Filter the records below for the word "branch". Keep each line that has it.

(Stored data):
—————
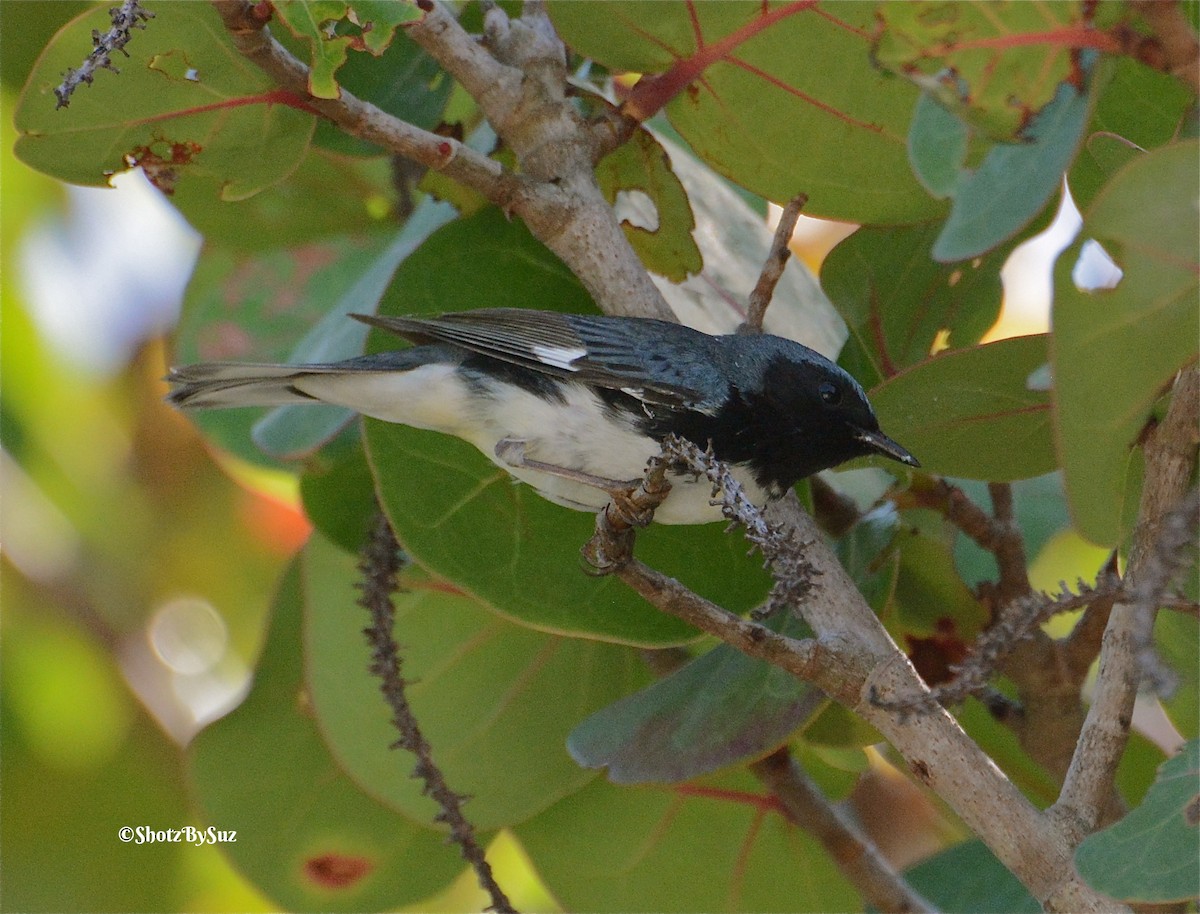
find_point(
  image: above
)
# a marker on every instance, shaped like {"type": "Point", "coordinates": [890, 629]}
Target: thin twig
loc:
{"type": "Point", "coordinates": [850, 847]}
{"type": "Point", "coordinates": [773, 266]}
{"type": "Point", "coordinates": [126, 17]}
{"type": "Point", "coordinates": [1008, 545]}
{"type": "Point", "coordinates": [1170, 462]}
{"type": "Point", "coordinates": [555, 191]}
{"type": "Point", "coordinates": [379, 565]}
{"type": "Point", "coordinates": [1018, 620]}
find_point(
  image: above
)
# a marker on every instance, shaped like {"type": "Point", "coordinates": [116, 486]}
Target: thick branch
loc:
{"type": "Point", "coordinates": [1170, 462]}
{"type": "Point", "coordinates": [857, 663]}
{"type": "Point", "coordinates": [556, 194]}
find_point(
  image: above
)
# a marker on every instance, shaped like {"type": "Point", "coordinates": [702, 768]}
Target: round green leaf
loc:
{"type": "Point", "coordinates": [898, 301]}
{"type": "Point", "coordinates": [307, 835]}
{"type": "Point", "coordinates": [720, 708]}
{"type": "Point", "coordinates": [971, 412]}
{"type": "Point", "coordinates": [259, 306]}
{"type": "Point", "coordinates": [495, 699]}
{"type": "Point", "coordinates": [719, 845]}
{"type": "Point", "coordinates": [1114, 350]}
{"type": "Point", "coordinates": [969, 877]}
{"type": "Point", "coordinates": [973, 58]}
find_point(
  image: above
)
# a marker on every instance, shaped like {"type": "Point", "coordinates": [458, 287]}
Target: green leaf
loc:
{"type": "Point", "coordinates": [937, 146]}
{"type": "Point", "coordinates": [1151, 854]}
{"type": "Point", "coordinates": [720, 708]}
{"type": "Point", "coordinates": [969, 877]}
{"type": "Point", "coordinates": [930, 597]}
{"type": "Point", "coordinates": [334, 28]}
{"type": "Point", "coordinates": [665, 246]}
{"type": "Point", "coordinates": [495, 699]}
{"type": "Point", "coordinates": [1114, 350]}
{"type": "Point", "coordinates": [868, 555]}
{"type": "Point", "coordinates": [718, 845]}
{"type": "Point", "coordinates": [768, 79]}
{"type": "Point", "coordinates": [1014, 182]}
{"type": "Point", "coordinates": [955, 409]}
{"type": "Point", "coordinates": [325, 197]}
{"type": "Point", "coordinates": [339, 494]}
{"type": "Point", "coordinates": [1041, 509]}
{"type": "Point", "coordinates": [1139, 108]}
{"type": "Point", "coordinates": [307, 835]}
{"type": "Point", "coordinates": [982, 61]}
{"type": "Point", "coordinates": [899, 302]}
{"type": "Point", "coordinates": [185, 107]}
{"type": "Point", "coordinates": [294, 431]}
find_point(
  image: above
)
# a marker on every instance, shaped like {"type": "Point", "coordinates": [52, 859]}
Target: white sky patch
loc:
{"type": "Point", "coordinates": [557, 356]}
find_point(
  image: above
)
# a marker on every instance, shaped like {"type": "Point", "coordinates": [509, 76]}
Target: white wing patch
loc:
{"type": "Point", "coordinates": [557, 356]}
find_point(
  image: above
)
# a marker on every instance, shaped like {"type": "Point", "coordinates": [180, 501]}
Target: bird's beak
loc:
{"type": "Point", "coordinates": [881, 444]}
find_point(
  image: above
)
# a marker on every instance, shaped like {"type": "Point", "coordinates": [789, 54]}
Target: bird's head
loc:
{"type": "Point", "coordinates": [803, 414]}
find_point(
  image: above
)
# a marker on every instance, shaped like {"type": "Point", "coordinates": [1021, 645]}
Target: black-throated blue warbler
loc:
{"type": "Point", "coordinates": [575, 406]}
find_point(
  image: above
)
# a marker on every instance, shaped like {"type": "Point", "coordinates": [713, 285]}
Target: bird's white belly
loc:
{"type": "Point", "coordinates": [586, 437]}
{"type": "Point", "coordinates": [583, 434]}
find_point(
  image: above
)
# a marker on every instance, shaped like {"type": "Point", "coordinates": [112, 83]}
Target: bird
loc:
{"type": "Point", "coordinates": [576, 406]}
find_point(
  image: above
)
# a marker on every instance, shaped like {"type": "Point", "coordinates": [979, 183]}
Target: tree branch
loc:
{"type": "Point", "coordinates": [857, 663]}
{"type": "Point", "coordinates": [1170, 462]}
{"type": "Point", "coordinates": [126, 17]}
{"type": "Point", "coordinates": [855, 853]}
{"type": "Point", "coordinates": [379, 565]}
{"type": "Point", "coordinates": [774, 265]}
{"type": "Point", "coordinates": [556, 193]}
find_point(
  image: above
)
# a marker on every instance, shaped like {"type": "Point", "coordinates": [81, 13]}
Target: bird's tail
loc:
{"type": "Point", "coordinates": [215, 385]}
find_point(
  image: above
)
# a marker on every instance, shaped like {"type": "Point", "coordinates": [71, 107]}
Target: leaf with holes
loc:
{"type": "Point", "coordinates": [307, 835]}
{"type": "Point", "coordinates": [334, 28]}
{"type": "Point", "coordinates": [995, 65]}
{"type": "Point", "coordinates": [972, 413]}
{"type": "Point", "coordinates": [259, 307]}
{"type": "Point", "coordinates": [1115, 350]}
{"type": "Point", "coordinates": [779, 97]}
{"type": "Point", "coordinates": [723, 841]}
{"type": "Point", "coordinates": [186, 107]}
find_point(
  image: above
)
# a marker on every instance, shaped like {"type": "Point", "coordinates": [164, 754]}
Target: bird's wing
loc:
{"type": "Point", "coordinates": [654, 361]}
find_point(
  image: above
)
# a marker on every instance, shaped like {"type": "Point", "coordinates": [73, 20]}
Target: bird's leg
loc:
{"type": "Point", "coordinates": [511, 451]}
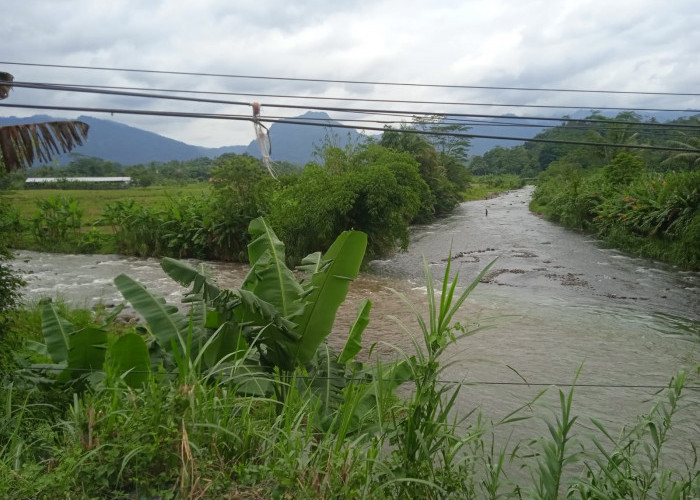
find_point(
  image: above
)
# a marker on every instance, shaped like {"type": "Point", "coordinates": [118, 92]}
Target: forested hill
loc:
{"type": "Point", "coordinates": [116, 142]}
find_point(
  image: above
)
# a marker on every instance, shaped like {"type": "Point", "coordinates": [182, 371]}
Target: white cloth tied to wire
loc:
{"type": "Point", "coordinates": [262, 135]}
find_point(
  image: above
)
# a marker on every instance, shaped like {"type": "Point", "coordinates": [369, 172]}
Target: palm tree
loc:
{"type": "Point", "coordinates": [20, 145]}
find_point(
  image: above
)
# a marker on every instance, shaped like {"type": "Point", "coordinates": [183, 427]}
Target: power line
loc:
{"type": "Point", "coordinates": [407, 113]}
{"type": "Point", "coordinates": [360, 99]}
{"type": "Point", "coordinates": [352, 82]}
{"type": "Point", "coordinates": [338, 125]}
{"type": "Point", "coordinates": [126, 91]}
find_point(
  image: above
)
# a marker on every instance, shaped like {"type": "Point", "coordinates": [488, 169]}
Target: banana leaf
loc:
{"type": "Point", "coordinates": [354, 343]}
{"type": "Point", "coordinates": [86, 351]}
{"type": "Point", "coordinates": [329, 287]}
{"type": "Point", "coordinates": [130, 354]}
{"type": "Point", "coordinates": [167, 324]}
{"type": "Point", "coordinates": [269, 277]}
{"type": "Point", "coordinates": [327, 381]}
{"type": "Point", "coordinates": [186, 275]}
{"type": "Point", "coordinates": [56, 332]}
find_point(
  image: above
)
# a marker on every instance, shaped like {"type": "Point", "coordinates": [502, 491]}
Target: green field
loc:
{"type": "Point", "coordinates": [94, 201]}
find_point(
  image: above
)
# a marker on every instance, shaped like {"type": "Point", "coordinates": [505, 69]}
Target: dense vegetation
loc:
{"type": "Point", "coordinates": [378, 188]}
{"type": "Point", "coordinates": [242, 398]}
{"type": "Point", "coordinates": [646, 202]}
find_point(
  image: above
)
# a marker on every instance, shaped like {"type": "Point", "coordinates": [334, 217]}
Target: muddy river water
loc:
{"type": "Point", "coordinates": [554, 301]}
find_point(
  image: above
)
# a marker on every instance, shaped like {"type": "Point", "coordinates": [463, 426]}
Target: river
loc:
{"type": "Point", "coordinates": [554, 300]}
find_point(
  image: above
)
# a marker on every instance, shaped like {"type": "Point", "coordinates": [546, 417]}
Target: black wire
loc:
{"type": "Point", "coordinates": [365, 99]}
{"type": "Point", "coordinates": [353, 82]}
{"type": "Point", "coordinates": [408, 113]}
{"type": "Point", "coordinates": [338, 125]}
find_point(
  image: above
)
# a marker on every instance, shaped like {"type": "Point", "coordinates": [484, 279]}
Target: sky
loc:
{"type": "Point", "coordinates": [621, 45]}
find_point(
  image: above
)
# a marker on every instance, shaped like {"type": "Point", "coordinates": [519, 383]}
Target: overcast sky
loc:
{"type": "Point", "coordinates": [630, 45]}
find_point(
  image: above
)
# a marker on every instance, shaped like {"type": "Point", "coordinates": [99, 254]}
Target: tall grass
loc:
{"type": "Point", "coordinates": [198, 435]}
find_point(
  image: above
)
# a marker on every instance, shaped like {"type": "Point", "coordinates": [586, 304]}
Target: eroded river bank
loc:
{"type": "Point", "coordinates": [554, 299]}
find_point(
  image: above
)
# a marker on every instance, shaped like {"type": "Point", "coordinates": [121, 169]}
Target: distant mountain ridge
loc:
{"type": "Point", "coordinates": [114, 141]}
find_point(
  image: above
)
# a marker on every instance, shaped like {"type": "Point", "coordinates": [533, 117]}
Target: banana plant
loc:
{"type": "Point", "coordinates": [287, 320]}
{"type": "Point", "coordinates": [81, 352]}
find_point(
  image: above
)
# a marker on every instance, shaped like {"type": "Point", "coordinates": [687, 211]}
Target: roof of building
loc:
{"type": "Point", "coordinates": [77, 179]}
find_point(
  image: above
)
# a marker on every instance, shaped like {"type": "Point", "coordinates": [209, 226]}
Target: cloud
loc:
{"type": "Point", "coordinates": [588, 44]}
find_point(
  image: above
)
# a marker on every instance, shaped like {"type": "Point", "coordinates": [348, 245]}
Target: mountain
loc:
{"type": "Point", "coordinates": [291, 142]}
{"type": "Point", "coordinates": [297, 143]}
{"type": "Point", "coordinates": [128, 145]}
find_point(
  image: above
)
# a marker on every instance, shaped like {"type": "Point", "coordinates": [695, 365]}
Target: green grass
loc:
{"type": "Point", "coordinates": [93, 202]}
{"type": "Point", "coordinates": [485, 186]}
{"type": "Point", "coordinates": [200, 437]}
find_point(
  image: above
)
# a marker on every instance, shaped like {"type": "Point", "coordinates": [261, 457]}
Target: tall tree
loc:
{"type": "Point", "coordinates": [20, 145]}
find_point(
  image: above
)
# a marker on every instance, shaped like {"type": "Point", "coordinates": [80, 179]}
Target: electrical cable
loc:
{"type": "Point", "coordinates": [338, 125]}
{"type": "Point", "coordinates": [366, 99]}
{"type": "Point", "coordinates": [407, 113]}
{"type": "Point", "coordinates": [351, 82]}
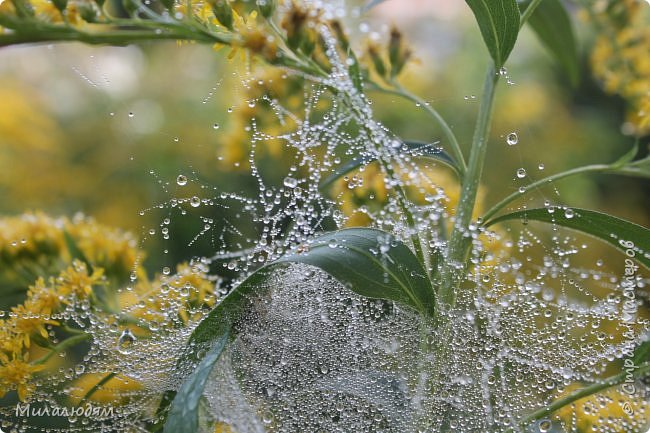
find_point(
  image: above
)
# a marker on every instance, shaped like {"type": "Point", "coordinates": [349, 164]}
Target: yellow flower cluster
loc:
{"type": "Point", "coordinates": [620, 57]}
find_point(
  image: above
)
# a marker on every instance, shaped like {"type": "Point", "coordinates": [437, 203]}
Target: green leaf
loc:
{"type": "Point", "coordinates": [498, 21]}
{"type": "Point", "coordinates": [552, 24]}
{"type": "Point", "coordinates": [642, 353]}
{"type": "Point", "coordinates": [640, 168]}
{"type": "Point", "coordinates": [394, 273]}
{"type": "Point", "coordinates": [372, 263]}
{"type": "Point", "coordinates": [414, 148]}
{"type": "Point", "coordinates": [623, 235]}
{"type": "Point", "coordinates": [371, 4]}
{"type": "Point", "coordinates": [183, 416]}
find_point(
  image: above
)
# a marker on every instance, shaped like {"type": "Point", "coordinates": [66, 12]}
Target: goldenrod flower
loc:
{"type": "Point", "coordinates": [16, 374]}
{"type": "Point", "coordinates": [76, 280]}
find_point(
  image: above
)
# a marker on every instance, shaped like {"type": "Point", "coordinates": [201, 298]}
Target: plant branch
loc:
{"type": "Point", "coordinates": [528, 12]}
{"type": "Point", "coordinates": [460, 239]}
{"type": "Point", "coordinates": [587, 391]}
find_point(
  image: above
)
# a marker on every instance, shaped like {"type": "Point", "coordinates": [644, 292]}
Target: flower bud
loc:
{"type": "Point", "coordinates": [222, 12]}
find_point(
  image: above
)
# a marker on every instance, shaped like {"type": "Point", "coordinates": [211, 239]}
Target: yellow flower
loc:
{"type": "Point", "coordinates": [26, 323]}
{"type": "Point", "coordinates": [16, 374]}
{"type": "Point", "coordinates": [115, 391]}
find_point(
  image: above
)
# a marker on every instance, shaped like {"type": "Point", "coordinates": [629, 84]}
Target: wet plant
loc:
{"type": "Point", "coordinates": [425, 320]}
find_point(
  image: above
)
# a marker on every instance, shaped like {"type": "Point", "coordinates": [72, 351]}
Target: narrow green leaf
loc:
{"type": "Point", "coordinates": [552, 24]}
{"type": "Point", "coordinates": [373, 263]}
{"type": "Point", "coordinates": [75, 251]}
{"type": "Point", "coordinates": [414, 148]}
{"type": "Point", "coordinates": [183, 416]}
{"type": "Point", "coordinates": [628, 237]}
{"type": "Point", "coordinates": [640, 168]}
{"type": "Point", "coordinates": [499, 25]}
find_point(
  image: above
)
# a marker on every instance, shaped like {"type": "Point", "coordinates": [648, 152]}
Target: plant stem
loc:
{"type": "Point", "coordinates": [121, 37]}
{"type": "Point", "coordinates": [446, 129]}
{"type": "Point", "coordinates": [528, 12]}
{"type": "Point", "coordinates": [68, 342]}
{"type": "Point", "coordinates": [618, 379]}
{"type": "Point", "coordinates": [98, 385]}
{"type": "Point", "coordinates": [460, 240]}
{"type": "Point", "coordinates": [515, 195]}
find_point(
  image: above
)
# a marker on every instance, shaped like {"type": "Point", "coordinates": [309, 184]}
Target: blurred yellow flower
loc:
{"type": "Point", "coordinates": [16, 374]}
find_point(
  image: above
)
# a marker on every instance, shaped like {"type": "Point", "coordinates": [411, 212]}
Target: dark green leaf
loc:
{"type": "Point", "coordinates": [552, 24]}
{"type": "Point", "coordinates": [183, 416]}
{"type": "Point", "coordinates": [75, 251]}
{"type": "Point", "coordinates": [622, 234]}
{"type": "Point", "coordinates": [642, 353]}
{"type": "Point", "coordinates": [498, 21]}
{"type": "Point", "coordinates": [371, 4]}
{"type": "Point", "coordinates": [372, 263]}
{"type": "Point", "coordinates": [414, 148]}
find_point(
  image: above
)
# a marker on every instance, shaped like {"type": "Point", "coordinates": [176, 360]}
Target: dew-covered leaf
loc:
{"type": "Point", "coordinates": [499, 25]}
{"type": "Point", "coordinates": [371, 262]}
{"type": "Point", "coordinates": [623, 235]}
{"type": "Point", "coordinates": [413, 148]}
{"type": "Point", "coordinates": [183, 415]}
{"type": "Point", "coordinates": [552, 24]}
{"type": "Point", "coordinates": [640, 168]}
{"type": "Point", "coordinates": [642, 353]}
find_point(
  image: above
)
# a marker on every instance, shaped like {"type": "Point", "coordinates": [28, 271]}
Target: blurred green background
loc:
{"type": "Point", "coordinates": [106, 131]}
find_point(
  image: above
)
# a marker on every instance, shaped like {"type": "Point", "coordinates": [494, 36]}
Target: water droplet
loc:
{"type": "Point", "coordinates": [126, 342]}
{"type": "Point", "coordinates": [512, 139]}
{"type": "Point", "coordinates": [545, 426]}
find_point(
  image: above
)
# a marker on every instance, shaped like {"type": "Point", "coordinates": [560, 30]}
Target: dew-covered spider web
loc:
{"type": "Point", "coordinates": [533, 322]}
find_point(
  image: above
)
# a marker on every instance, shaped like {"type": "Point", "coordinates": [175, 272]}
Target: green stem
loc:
{"type": "Point", "coordinates": [595, 388]}
{"type": "Point", "coordinates": [515, 195]}
{"type": "Point", "coordinates": [460, 239]}
{"type": "Point", "coordinates": [98, 385]}
{"type": "Point", "coordinates": [528, 12]}
{"type": "Point", "coordinates": [68, 342]}
{"type": "Point", "coordinates": [446, 129]}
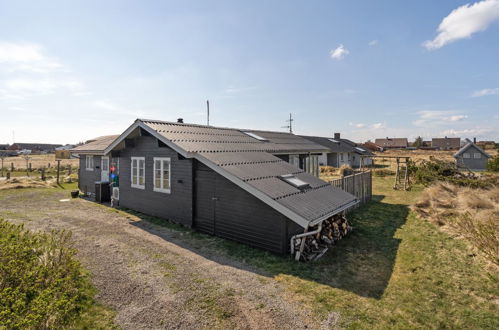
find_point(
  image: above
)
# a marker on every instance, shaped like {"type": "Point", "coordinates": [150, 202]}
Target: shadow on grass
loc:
{"type": "Point", "coordinates": [361, 263]}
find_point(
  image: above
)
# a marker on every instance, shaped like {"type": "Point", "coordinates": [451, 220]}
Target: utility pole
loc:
{"type": "Point", "coordinates": [290, 125]}
{"type": "Point", "coordinates": [208, 112]}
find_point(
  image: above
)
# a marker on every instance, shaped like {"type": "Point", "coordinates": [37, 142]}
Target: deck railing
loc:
{"type": "Point", "coordinates": [358, 184]}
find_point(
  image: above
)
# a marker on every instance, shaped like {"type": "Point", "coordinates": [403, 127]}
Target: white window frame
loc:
{"type": "Point", "coordinates": [89, 162]}
{"type": "Point", "coordinates": [162, 160]}
{"type": "Point", "coordinates": [137, 171]}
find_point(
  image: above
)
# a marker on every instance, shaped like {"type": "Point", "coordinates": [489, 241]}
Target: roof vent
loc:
{"type": "Point", "coordinates": [294, 181]}
{"type": "Point", "coordinates": [256, 136]}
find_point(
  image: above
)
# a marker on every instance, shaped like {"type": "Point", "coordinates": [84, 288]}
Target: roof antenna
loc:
{"type": "Point", "coordinates": [208, 112]}
{"type": "Point", "coordinates": [290, 125]}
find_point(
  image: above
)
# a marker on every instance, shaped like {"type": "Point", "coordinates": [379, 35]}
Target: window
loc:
{"type": "Point", "coordinates": [294, 160]}
{"type": "Point", "coordinates": [294, 181]}
{"type": "Point", "coordinates": [162, 175]}
{"type": "Point", "coordinates": [89, 163]}
{"type": "Point", "coordinates": [138, 172]}
{"type": "Point", "coordinates": [255, 136]}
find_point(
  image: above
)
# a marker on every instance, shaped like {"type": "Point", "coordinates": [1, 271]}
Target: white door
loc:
{"type": "Point", "coordinates": [104, 169]}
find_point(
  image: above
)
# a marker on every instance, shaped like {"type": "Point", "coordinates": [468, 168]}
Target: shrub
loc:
{"type": "Point", "coordinates": [41, 283]}
{"type": "Point", "coordinates": [434, 170]}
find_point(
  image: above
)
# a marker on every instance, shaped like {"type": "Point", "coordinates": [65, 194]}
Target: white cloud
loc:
{"type": "Point", "coordinates": [378, 126]}
{"type": "Point", "coordinates": [463, 22]}
{"type": "Point", "coordinates": [22, 88]}
{"type": "Point", "coordinates": [485, 92]}
{"type": "Point", "coordinates": [438, 117]}
{"type": "Point", "coordinates": [358, 125]}
{"type": "Point", "coordinates": [339, 53]}
{"type": "Point", "coordinates": [27, 57]}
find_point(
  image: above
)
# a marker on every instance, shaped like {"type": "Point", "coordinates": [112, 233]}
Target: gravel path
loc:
{"type": "Point", "coordinates": [156, 277]}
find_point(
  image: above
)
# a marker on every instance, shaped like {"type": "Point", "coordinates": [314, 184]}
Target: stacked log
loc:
{"type": "Point", "coordinates": [333, 229]}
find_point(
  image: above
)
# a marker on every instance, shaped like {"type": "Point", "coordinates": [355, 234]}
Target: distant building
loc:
{"type": "Point", "coordinates": [471, 157]}
{"type": "Point", "coordinates": [34, 147]}
{"type": "Point", "coordinates": [446, 143]}
{"type": "Point", "coordinates": [395, 143]}
{"type": "Point", "coordinates": [486, 144]}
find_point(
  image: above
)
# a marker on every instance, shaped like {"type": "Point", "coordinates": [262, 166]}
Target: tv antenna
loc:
{"type": "Point", "coordinates": [208, 112]}
{"type": "Point", "coordinates": [290, 125]}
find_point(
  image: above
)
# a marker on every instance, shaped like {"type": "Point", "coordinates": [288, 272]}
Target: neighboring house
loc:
{"type": "Point", "coordinates": [35, 147]}
{"type": "Point", "coordinates": [95, 162]}
{"type": "Point", "coordinates": [396, 143]}
{"type": "Point", "coordinates": [471, 157]}
{"type": "Point", "coordinates": [341, 151]}
{"type": "Point", "coordinates": [446, 143]}
{"type": "Point", "coordinates": [486, 144]}
{"type": "Point", "coordinates": [226, 182]}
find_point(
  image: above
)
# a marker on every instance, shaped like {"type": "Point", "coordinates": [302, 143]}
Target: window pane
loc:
{"type": "Point", "coordinates": [166, 174]}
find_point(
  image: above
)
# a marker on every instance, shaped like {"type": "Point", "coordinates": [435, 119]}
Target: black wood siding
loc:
{"type": "Point", "coordinates": [236, 214]}
{"type": "Point", "coordinates": [87, 179]}
{"type": "Point", "coordinates": [176, 206]}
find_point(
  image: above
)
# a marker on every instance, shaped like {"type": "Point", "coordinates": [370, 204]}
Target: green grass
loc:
{"type": "Point", "coordinates": [393, 271]}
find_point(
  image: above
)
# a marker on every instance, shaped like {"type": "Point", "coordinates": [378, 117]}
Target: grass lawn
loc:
{"type": "Point", "coordinates": [393, 271]}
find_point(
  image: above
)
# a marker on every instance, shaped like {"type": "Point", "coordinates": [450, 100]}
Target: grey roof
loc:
{"type": "Point", "coordinates": [250, 163]}
{"type": "Point", "coordinates": [95, 146]}
{"type": "Point", "coordinates": [339, 146]}
{"type": "Point", "coordinates": [392, 142]}
{"type": "Point", "coordinates": [467, 146]}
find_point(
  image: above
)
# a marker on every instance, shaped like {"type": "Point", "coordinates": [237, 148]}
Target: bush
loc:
{"type": "Point", "coordinates": [493, 164]}
{"type": "Point", "coordinates": [433, 171]}
{"type": "Point", "coordinates": [41, 283]}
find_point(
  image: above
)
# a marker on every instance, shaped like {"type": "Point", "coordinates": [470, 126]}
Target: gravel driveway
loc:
{"type": "Point", "coordinates": [156, 277]}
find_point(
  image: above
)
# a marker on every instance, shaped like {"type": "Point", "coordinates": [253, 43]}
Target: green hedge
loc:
{"type": "Point", "coordinates": [42, 285]}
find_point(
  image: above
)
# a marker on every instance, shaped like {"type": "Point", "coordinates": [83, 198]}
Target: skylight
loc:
{"type": "Point", "coordinates": [255, 136]}
{"type": "Point", "coordinates": [294, 181]}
—————
(Output):
Target: thick branch
Target: tree branch
Target: plant branch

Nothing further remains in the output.